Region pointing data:
* * * * * * *

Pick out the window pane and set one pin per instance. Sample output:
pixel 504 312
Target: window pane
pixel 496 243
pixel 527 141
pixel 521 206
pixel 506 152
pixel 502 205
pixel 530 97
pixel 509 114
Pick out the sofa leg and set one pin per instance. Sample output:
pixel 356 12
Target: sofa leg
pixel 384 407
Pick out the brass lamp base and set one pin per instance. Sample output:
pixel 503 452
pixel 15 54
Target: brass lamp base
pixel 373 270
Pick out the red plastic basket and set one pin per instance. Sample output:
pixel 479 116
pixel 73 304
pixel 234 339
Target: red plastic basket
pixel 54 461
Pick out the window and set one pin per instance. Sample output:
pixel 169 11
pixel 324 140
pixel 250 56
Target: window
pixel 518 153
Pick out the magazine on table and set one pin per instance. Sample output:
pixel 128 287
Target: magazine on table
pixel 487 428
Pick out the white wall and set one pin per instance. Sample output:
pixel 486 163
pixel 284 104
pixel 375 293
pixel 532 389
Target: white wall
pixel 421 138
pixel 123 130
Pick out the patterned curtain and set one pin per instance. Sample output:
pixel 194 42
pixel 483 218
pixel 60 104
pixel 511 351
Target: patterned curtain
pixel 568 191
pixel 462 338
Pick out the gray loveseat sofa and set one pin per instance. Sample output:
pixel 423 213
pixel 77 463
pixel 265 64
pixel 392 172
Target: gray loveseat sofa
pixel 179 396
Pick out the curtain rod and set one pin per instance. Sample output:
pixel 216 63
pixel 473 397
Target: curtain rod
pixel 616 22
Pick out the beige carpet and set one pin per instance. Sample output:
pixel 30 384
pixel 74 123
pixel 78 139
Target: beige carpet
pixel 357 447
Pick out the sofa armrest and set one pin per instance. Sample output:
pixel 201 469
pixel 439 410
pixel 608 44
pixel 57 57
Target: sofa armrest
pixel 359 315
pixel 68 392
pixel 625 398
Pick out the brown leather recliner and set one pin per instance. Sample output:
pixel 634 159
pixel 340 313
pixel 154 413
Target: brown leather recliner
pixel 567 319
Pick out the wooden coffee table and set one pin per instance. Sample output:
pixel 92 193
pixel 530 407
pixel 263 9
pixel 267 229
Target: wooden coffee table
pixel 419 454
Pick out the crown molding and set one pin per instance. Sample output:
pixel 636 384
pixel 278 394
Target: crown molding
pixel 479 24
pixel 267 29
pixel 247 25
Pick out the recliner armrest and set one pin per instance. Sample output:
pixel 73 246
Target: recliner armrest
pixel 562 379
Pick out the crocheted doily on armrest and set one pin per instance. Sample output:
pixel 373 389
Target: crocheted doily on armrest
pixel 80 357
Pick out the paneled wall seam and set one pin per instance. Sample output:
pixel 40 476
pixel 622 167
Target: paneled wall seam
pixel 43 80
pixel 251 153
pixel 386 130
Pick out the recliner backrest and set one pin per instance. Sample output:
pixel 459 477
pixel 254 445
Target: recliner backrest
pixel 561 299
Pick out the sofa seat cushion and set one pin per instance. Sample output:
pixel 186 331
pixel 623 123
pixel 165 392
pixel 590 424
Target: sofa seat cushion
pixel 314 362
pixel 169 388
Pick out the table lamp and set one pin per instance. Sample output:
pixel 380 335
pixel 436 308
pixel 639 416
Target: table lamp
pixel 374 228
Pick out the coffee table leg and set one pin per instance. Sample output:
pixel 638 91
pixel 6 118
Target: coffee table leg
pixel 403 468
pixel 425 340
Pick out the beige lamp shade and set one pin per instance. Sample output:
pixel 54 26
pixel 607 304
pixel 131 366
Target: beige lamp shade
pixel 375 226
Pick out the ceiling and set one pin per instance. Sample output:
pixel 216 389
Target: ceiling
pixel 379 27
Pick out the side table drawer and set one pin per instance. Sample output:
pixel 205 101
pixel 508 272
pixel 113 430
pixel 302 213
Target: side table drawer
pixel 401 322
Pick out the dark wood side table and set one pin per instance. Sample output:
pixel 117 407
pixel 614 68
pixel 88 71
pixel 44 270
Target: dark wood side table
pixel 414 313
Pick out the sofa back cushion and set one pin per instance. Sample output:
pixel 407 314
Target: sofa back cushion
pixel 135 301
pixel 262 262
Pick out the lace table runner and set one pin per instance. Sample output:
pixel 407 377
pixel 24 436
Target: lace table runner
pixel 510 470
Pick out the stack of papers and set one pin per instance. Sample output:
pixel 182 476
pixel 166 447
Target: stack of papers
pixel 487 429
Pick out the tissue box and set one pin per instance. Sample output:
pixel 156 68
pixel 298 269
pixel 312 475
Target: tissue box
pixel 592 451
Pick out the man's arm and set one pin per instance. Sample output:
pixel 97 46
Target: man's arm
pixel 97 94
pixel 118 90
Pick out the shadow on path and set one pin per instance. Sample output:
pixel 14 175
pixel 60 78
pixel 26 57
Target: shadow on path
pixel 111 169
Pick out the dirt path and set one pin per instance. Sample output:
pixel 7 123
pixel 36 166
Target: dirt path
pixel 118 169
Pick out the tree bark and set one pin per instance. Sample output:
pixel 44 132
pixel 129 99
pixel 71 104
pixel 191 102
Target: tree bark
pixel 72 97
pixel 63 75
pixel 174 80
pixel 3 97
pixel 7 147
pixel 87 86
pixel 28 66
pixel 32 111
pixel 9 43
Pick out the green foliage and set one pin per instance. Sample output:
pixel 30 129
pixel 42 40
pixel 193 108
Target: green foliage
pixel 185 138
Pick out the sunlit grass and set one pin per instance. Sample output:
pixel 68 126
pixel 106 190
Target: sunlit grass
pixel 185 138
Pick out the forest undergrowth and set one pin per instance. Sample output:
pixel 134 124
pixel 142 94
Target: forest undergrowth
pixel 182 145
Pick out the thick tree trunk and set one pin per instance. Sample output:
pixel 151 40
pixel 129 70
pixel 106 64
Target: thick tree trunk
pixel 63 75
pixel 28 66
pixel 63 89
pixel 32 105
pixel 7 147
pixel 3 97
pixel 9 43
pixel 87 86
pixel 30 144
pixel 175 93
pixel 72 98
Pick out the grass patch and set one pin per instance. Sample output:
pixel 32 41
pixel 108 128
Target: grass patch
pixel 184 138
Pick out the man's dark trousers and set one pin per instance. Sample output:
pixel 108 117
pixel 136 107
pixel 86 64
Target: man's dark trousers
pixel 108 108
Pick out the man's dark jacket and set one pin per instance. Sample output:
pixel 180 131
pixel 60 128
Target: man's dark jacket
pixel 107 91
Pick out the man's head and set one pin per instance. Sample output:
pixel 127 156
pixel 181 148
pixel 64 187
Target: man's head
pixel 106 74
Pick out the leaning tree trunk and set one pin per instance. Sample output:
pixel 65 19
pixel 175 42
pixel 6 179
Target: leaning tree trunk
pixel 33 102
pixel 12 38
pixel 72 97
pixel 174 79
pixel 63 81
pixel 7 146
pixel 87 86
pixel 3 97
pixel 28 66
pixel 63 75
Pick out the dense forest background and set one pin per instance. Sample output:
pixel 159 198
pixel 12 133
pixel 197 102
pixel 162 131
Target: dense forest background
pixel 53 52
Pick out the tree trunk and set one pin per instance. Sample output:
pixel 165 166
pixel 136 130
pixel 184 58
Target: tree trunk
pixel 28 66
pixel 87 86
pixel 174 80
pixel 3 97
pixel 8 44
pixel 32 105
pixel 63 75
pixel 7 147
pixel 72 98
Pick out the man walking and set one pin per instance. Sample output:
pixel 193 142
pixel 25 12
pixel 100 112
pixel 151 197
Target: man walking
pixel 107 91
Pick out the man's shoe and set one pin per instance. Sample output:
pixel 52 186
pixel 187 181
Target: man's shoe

* * * * * * *

When you reach the line that contains "Pick out the magazine", stop; output it and every line before it from the start of the data, exactly as written.

Pick out the window pane and set one pin per instance. Sample output:
pixel 504 312
Target: window pane
pixel 496 243
pixel 527 141
pixel 521 206
pixel 506 152
pixel 502 205
pixel 530 97
pixel 509 114
Pick out the sofa leg and set one pin per instance. Sample output:
pixel 356 12
Target: sofa leg
pixel 384 407
Pick out the brass lamp base and set one pin per instance. Sample output:
pixel 503 452
pixel 15 54
Target: brass lamp base
pixel 373 270
Pick out the red plastic basket and set one pin per instance. Sample output:
pixel 479 116
pixel 73 304
pixel 234 339
Target: red plastic basket
pixel 54 461
Pick out the window and set one pin per instance. Sample output:
pixel 169 11
pixel 324 140
pixel 250 56
Target: window
pixel 518 153
Pick out the magazine on table and set one pin per instance. Sample output:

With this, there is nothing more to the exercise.